■ Problems and tasks ■
**1)** From the post on simplicity and complexity, print the passage from "I have no idea" to "all that complex.".
**2)** Answer these questions using the post on simplicity and complexity:
(a) In what area of interest does the writer say they become more complex when discussing it?
(b) How does the writer guess that the people they know in real life would perceive them?
(c) Why does the writer think people on the forum might see them as more complex?

■ Document ■
I've tried to learn to simplify how I express myself so that I don't bore other people with stuff they aren't interested in particularly or so that I don't make them feel like I'm being a downer to them. I don't usually tell them that much of what I'm thinking about unless there are clear signs that they care to know and are safe to do that with. Probably for that reason a lot of people think they know me when they don't, or just relegate me to being blandly nice. I like to give people a fair chance and to collect information so I don't generally directly oppose something they say until I am very comfortable around them and know them well enough to predict their reaction. This probably leads them to assume that I am just like them, or that I am more agreeable/maleable than I actually am.
If I'm interested in something particularly (mostly human systems), I think I become more complex when discussing those issues because my thoughts are more detailed and synthesized with many other influences and analysese. For stuff I'm not as informed on or don't care about, I'm pretty simple.
How you do you even objectively measure your own complexity or simplicity? First, simple or complex with respect to what? And what do you mean by simple or by complex? That is, what makes a "simple" person simple? Or a "complex" person complex.
I have no idea how simple or complex I am compared with others. I feel like my own thoughts sometimes are complex and difficult to describe but I wonder if most people aren't like this some of the time. Sometimes people think that my explanations and thoughts are too complex but others say they have no trouble understanding me.
I think the people I know in real life would probably perceive me as more simple than complex but I am just guessing here. That's because they don't know all thoughts that are running through my head. Also, I try to act in a predictable straightforward manner with others.
I think people on this forum might see me as more complex because this is a place where I do articulate some of the deeper things I think. But so many people here on this forum do just that so compared to the average person on this forum, I don't think I'm all that complex.

■ Data section ■
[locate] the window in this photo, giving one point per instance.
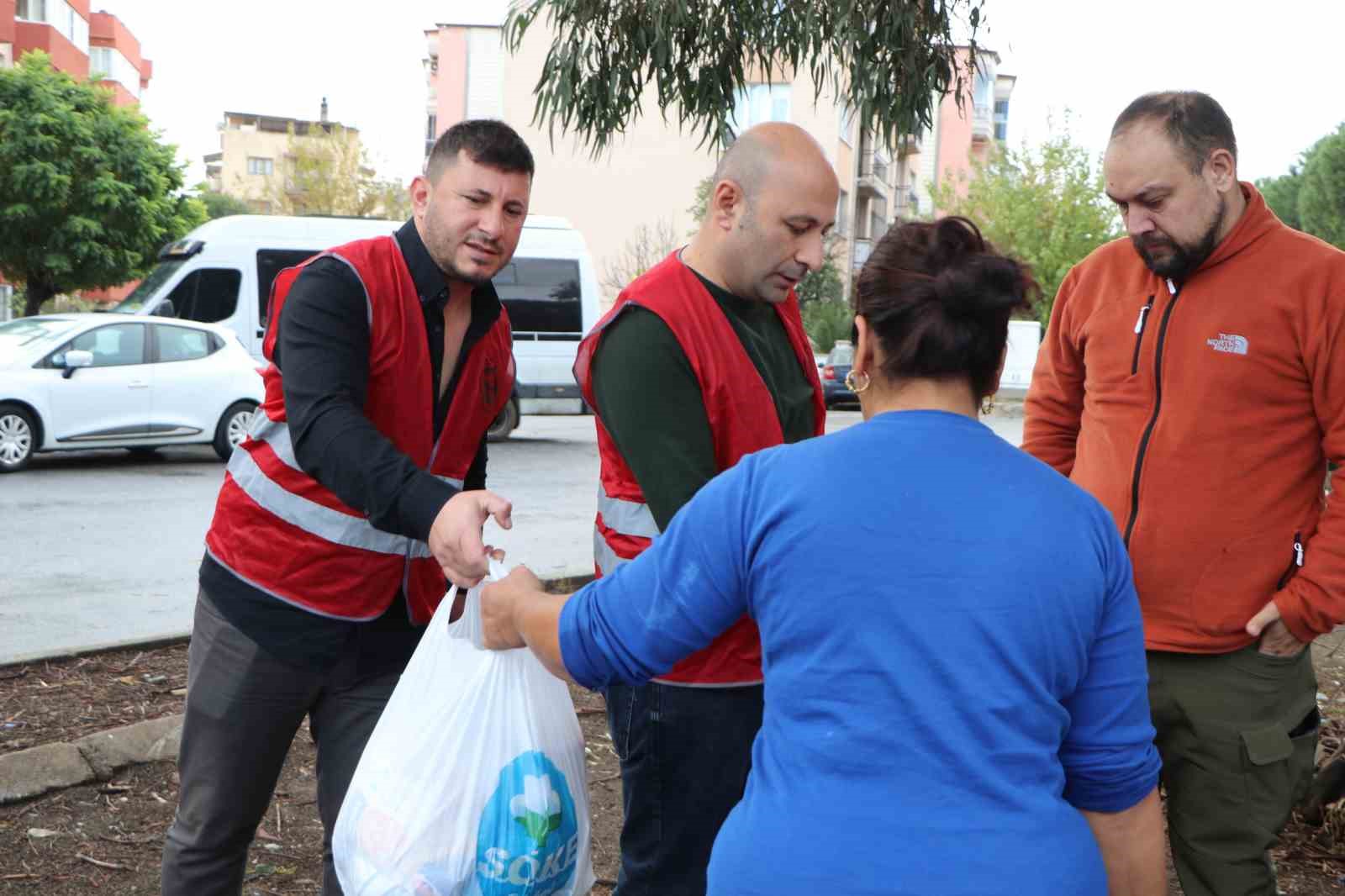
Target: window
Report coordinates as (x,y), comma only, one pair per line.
(112,346)
(542,296)
(206,295)
(107,62)
(271,262)
(182,343)
(845,123)
(31,10)
(60,15)
(760,103)
(1001,119)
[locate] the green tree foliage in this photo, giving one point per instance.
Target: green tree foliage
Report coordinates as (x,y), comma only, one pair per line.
(219,205)
(87,192)
(1046,206)
(826,322)
(894,57)
(701,202)
(329,172)
(1321,199)
(824,284)
(646,248)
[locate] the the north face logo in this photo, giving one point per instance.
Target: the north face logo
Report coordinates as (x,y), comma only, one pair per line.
(1228,343)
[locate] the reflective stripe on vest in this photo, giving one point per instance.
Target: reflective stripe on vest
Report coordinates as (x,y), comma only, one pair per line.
(625,519)
(604,557)
(277,436)
(314,519)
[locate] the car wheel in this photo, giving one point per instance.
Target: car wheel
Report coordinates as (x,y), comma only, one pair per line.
(18,437)
(504,424)
(233,428)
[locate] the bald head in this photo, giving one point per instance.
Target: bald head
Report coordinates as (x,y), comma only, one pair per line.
(771,152)
(768,214)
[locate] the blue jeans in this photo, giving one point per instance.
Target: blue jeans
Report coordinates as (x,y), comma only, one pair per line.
(685,757)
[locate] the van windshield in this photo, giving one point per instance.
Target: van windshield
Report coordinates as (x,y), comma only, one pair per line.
(148,288)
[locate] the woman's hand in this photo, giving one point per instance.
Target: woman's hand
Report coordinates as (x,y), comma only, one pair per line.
(501,604)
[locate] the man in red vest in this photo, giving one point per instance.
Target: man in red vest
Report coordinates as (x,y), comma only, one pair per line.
(358,490)
(703,361)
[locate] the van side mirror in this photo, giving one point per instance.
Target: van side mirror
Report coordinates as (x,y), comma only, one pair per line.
(74,360)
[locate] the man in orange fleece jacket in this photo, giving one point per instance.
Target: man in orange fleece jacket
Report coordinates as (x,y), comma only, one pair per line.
(1194,380)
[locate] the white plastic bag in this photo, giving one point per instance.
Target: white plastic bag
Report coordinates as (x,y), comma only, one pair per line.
(474,779)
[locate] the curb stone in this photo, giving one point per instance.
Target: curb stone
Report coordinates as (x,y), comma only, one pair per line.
(147,741)
(98,756)
(40,770)
(31,772)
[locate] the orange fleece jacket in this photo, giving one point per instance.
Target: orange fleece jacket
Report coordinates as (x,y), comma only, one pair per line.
(1207,434)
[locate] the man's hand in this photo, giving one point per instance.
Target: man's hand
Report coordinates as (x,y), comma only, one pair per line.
(499,609)
(455,539)
(1275,636)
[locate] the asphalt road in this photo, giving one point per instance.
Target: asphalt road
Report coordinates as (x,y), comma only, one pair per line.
(101,548)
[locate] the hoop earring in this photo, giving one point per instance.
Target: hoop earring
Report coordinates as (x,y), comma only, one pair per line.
(852,381)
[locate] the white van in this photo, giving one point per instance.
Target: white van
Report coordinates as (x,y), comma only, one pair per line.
(222,272)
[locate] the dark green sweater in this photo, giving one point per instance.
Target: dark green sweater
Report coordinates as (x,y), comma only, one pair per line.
(650,400)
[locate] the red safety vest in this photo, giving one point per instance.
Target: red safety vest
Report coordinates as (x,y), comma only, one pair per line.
(743,419)
(282,532)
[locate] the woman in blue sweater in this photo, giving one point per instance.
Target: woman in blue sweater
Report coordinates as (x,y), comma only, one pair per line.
(955,688)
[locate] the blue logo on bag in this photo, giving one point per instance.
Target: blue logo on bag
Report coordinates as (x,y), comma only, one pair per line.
(528,842)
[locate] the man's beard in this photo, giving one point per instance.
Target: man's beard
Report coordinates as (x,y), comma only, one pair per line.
(1184,260)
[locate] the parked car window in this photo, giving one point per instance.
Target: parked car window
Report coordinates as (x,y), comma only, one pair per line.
(271,262)
(182,343)
(208,295)
(112,346)
(542,296)
(148,287)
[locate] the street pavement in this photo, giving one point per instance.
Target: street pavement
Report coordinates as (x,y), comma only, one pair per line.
(101,548)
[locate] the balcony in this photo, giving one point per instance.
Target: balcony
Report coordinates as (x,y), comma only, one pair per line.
(873,175)
(861,253)
(910,145)
(982,123)
(905,203)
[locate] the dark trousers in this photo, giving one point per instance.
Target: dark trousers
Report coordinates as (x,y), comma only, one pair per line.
(685,757)
(1237,735)
(244,708)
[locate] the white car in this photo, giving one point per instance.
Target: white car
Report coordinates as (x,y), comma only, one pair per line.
(105,381)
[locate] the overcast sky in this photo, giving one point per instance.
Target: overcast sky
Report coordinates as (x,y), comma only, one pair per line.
(282,57)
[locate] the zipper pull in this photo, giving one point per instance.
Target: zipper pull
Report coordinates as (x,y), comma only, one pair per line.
(1143,313)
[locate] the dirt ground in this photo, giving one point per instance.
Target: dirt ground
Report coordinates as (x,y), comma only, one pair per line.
(107,837)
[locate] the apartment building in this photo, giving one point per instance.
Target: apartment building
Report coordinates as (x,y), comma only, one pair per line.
(81,44)
(84,45)
(255,151)
(945,151)
(650,174)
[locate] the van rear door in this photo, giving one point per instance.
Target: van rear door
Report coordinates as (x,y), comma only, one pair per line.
(544,302)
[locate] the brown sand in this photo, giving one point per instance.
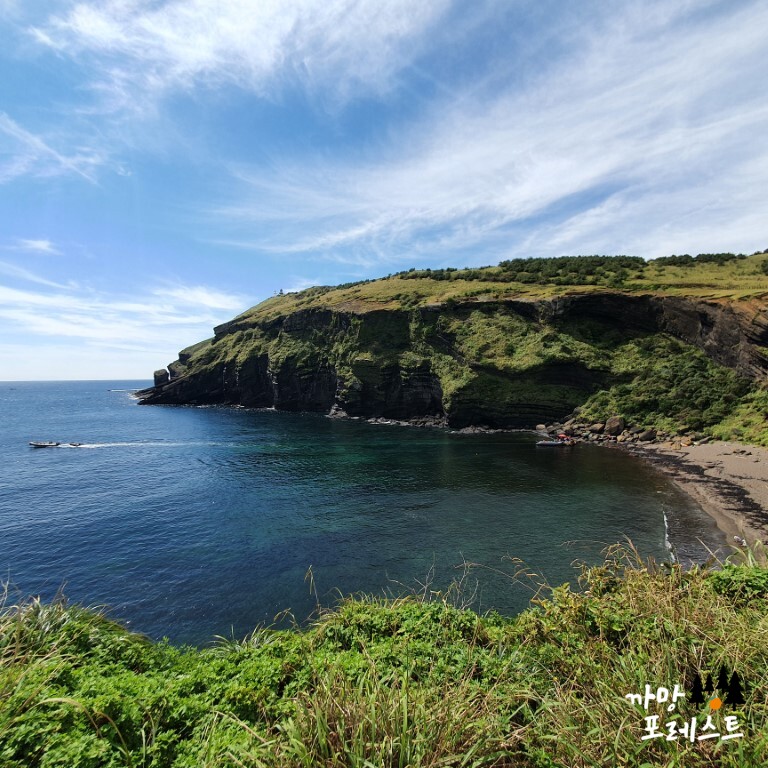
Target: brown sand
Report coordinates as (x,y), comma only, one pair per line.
(728,480)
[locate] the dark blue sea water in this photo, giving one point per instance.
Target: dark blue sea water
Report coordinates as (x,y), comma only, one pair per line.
(193,522)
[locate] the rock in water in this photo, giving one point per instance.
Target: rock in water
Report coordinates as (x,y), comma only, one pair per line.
(614,426)
(162,377)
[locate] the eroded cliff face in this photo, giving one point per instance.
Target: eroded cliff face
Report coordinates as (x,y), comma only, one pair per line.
(499,364)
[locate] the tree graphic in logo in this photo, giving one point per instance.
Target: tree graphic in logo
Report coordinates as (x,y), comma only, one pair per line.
(729,688)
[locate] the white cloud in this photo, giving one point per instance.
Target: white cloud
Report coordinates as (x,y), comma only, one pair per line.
(655,127)
(37,246)
(23,153)
(146,49)
(12,270)
(200,296)
(161,317)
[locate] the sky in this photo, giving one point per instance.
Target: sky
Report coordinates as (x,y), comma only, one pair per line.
(167,164)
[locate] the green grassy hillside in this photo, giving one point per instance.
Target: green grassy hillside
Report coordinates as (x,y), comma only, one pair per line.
(409,682)
(677,345)
(737,279)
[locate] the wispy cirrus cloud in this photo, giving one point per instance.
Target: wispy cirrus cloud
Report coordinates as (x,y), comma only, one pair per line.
(149,49)
(24,153)
(36,246)
(157,318)
(646,138)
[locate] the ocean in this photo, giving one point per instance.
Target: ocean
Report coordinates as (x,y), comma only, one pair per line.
(190,523)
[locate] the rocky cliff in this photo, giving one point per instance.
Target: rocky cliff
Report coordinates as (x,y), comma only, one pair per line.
(499,363)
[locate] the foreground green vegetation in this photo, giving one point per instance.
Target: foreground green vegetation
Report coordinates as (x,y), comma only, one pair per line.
(408,682)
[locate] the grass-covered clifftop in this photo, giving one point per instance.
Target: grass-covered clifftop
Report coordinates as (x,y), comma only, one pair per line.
(410,682)
(677,344)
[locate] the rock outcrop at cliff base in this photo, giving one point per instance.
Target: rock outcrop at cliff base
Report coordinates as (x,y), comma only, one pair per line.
(502,364)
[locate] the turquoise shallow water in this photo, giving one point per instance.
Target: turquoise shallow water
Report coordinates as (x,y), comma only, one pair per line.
(192,522)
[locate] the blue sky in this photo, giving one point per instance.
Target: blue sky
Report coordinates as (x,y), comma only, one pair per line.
(166,164)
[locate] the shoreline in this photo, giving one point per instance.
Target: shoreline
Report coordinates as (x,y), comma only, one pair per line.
(728,480)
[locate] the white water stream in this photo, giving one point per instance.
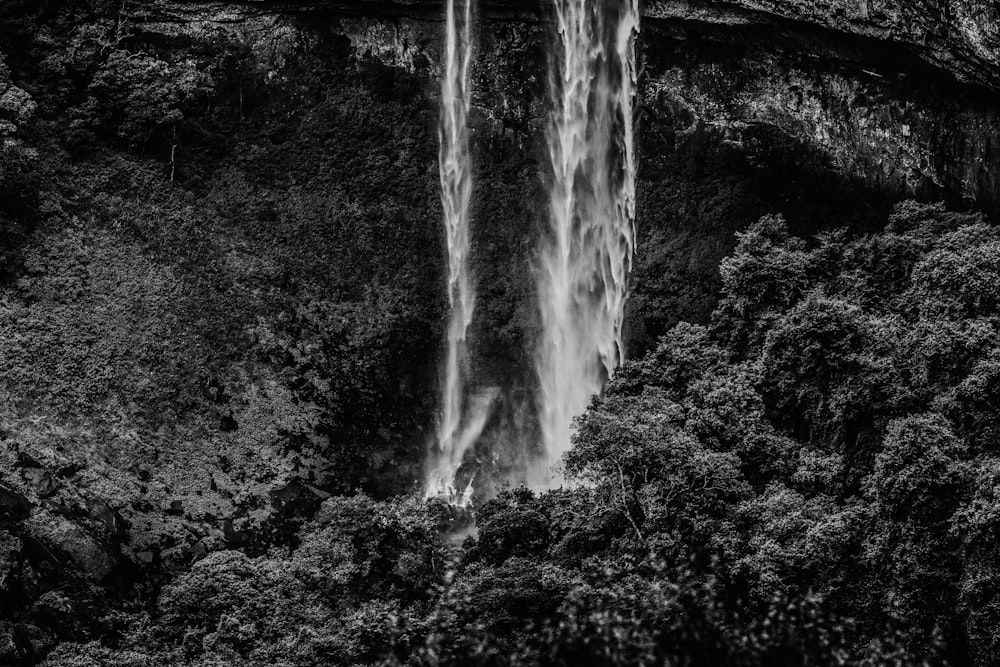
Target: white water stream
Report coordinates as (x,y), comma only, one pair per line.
(462,417)
(586,259)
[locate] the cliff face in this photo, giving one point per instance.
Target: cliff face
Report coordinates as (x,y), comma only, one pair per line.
(222,272)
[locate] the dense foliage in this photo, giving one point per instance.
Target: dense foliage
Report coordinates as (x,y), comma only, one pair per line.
(220,307)
(808,480)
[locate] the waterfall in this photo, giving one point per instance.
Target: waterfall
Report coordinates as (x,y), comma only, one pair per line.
(462,417)
(586,258)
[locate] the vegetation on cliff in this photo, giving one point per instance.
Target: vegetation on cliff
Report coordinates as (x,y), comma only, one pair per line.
(220,311)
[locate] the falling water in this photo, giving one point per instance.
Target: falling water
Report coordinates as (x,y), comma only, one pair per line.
(585,262)
(462,417)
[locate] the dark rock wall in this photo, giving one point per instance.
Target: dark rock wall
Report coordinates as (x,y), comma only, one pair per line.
(182,358)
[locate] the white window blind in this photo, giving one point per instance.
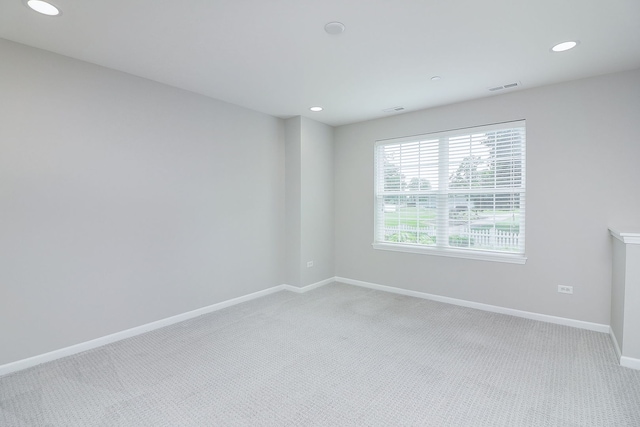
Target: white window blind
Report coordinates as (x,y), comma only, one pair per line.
(458,193)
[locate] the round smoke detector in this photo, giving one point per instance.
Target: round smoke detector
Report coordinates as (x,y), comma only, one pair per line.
(334,28)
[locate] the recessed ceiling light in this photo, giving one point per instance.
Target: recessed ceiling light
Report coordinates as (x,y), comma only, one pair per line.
(561,47)
(43,7)
(334,28)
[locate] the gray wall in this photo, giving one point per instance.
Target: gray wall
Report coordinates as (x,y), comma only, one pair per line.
(631,346)
(317,202)
(309,201)
(293,185)
(123,201)
(618,277)
(582,175)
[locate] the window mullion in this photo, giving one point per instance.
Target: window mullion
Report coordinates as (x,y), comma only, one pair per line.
(442,204)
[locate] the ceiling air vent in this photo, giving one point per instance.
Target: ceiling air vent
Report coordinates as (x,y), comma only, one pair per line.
(507,86)
(393,109)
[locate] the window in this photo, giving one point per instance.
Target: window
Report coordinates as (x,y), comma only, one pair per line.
(457,193)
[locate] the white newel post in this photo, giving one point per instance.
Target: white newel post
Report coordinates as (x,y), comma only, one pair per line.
(625,295)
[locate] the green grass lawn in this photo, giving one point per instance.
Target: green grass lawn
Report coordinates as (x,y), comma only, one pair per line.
(410,216)
(422,217)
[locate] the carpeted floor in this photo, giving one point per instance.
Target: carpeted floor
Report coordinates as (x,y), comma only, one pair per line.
(335,356)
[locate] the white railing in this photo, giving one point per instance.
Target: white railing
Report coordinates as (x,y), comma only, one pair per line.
(494,238)
(487,238)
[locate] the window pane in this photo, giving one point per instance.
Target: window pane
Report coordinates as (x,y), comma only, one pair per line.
(465,187)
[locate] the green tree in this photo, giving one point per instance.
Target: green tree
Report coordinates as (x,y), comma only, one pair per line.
(419,184)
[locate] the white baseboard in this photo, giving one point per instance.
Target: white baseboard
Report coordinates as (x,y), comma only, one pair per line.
(627,362)
(480,306)
(108,339)
(616,347)
(309,287)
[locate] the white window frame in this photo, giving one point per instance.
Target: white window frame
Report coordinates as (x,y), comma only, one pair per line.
(442,246)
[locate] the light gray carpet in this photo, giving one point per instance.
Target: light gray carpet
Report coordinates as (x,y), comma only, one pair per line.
(335,356)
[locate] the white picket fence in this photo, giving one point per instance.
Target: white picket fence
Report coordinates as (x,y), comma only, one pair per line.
(489,238)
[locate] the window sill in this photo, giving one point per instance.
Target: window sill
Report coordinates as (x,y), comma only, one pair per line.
(454,253)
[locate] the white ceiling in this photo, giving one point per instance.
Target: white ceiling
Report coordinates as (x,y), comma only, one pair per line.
(274,55)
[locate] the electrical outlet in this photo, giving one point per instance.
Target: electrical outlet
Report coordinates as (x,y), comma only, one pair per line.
(565,289)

■ Solutions by task ■
**1)**
I have no idea how simple or complex I am compared with others. I feel like my own thoughts sometimes are complex and difficult to describe but I wonder if most people aren't like this some of the time. Sometimes people think that my explanations and thoughts are too complex but others say they have no trouble understanding me.
I think the people I know in real life would probably perceive me as more simple than complex but I am just guessing here. That's because they don't know all thoughts that are running through my head. Also, I try to act in a predictable straightforward manner with others.
I think people on this forum might see me as more complex because this is a place where I do articulate some of the deeper things I think. But so many people here on this forum do just that so compared to the average person on this forum, I don't think I'm all that complex.

**2)**
(a) Mostly human systems.
(b) As more simple than complex.
(c) Because the forum is a place where the writer articulates some of the deeper things they think.